▸ **INPUT RECORDS**:
###
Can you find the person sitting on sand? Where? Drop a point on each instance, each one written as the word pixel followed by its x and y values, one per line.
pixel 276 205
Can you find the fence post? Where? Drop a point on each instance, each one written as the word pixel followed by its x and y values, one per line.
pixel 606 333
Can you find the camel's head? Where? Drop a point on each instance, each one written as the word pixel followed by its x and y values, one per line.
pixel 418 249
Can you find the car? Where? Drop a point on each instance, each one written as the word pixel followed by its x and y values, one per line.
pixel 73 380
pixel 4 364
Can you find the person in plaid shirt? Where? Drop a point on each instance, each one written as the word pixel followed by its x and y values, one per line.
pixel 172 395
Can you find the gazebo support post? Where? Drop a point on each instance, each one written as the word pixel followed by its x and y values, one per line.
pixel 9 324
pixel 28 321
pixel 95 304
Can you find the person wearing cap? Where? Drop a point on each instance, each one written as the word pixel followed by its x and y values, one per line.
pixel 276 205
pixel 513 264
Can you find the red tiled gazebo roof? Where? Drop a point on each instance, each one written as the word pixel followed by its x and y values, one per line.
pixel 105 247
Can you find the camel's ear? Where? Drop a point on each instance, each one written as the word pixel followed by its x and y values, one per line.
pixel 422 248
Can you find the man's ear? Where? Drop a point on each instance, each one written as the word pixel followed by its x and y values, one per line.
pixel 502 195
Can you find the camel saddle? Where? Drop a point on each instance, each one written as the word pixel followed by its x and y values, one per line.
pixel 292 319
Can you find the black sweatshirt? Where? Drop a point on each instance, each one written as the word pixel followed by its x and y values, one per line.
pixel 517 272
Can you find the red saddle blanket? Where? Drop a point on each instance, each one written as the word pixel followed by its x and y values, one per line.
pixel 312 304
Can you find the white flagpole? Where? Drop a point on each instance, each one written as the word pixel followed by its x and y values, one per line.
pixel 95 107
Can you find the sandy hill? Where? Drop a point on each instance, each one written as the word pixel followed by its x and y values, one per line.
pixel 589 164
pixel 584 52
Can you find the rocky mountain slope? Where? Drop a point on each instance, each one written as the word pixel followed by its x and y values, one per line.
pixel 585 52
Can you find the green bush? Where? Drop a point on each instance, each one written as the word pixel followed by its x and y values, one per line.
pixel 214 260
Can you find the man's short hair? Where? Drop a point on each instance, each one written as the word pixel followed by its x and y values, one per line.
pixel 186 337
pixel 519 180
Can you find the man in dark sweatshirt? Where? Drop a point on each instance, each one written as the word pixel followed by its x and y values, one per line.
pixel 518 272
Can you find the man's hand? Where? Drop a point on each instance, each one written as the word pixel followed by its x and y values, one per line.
###
▸ **ASSIGNED TASK**: Nothing but the complete listing, repeated exactly, belongs in the answer.

▸ **REPLY TO THE TASK**:
Can you find the person sitting on sand? Where? Drop a point on each instance, each one written as the word pixel followed by its x and y values, one per line.
pixel 276 205
Can you find the fence post? Where? Drop a point on each instance, each one written as the word pixel followed by its x and y values, one per line.
pixel 606 333
Can you find the camel's head? Where? Drop a point on each instance, each one written as the word pixel followed by its x and y values, one per line.
pixel 418 249
Can you find the car? Where? Drop a point on each instance, each one written as the word pixel followed by its x and y values, one per line.
pixel 73 380
pixel 4 364
Can you find the person in plaid shirt? Where? Drop a point on each instance, each one written as the word pixel followed by its x and y values, one per line.
pixel 172 395
Can you find the gazebo support post? Where? Drop a point on each instance, each one written as the word pixel followed by its x and y values, one per line.
pixel 9 324
pixel 28 321
pixel 95 304
Can you find the person wearing cap? Where? Drop a point on each instance, each one written as the word pixel followed by its x and y values, one per line.
pixel 276 205
pixel 513 264
Can you find the red tiled gazebo roof? Where? Drop a point on each instance, each one written as the word pixel followed by its x and y values, one per line.
pixel 105 247
Can you find the camel's ear? Where? Drop a point on each instance, each one written as the word pixel followed by its x and y values, one per line.
pixel 422 248
Can you find the man's ear? Where? Drop a point on each instance, each one written as the word pixel followed by its x and y values, one per line.
pixel 502 195
Can you find the camel saddle? Where? Drop a point on each instance, each one written as the word pixel followed by its x and y values, one per line.
pixel 292 319
Can you find the black sweatshirt? Where? Drop a point on each instance, each one written as the word pixel followed by its x and y values, one per line.
pixel 517 272
Can you find the red saddle blanket? Where? Drop a point on each instance, each one written as the word pixel followed by its x and y values, one per line.
pixel 312 304
Can you find the white flagpole? Where? Drop a point on each instance, each one written as the word pixel followed by its x and y values, one per line.
pixel 95 107
Can you find the sandy hill? Where? Drop a point on each instance, each one written as the word pixel followed by its x and y values, one per line.
pixel 589 164
pixel 584 52
Can you find the rocky mountain slope? Where? Drop a point on each instance, each one written as the word pixel followed by its x and y values, one per line.
pixel 585 52
Can you find the green bush? Where? Drop a point on each instance, each one written as the word pixel followed by its x and y values, one per line.
pixel 214 260
Can you find the man's short hair? Where? Drop a point on each instance, each one written as the word pixel followed by its x and y values, one per line.
pixel 186 337
pixel 519 180
Can you find the man in dark sweatshirt? Where? Drop a point on each instance, each one written as the word pixel followed by its x and y values, one per line.
pixel 518 272
Can you find the man's hand? Where? Drop a point on each instance, each one written as the word pixel followed by its x and y values, one per line.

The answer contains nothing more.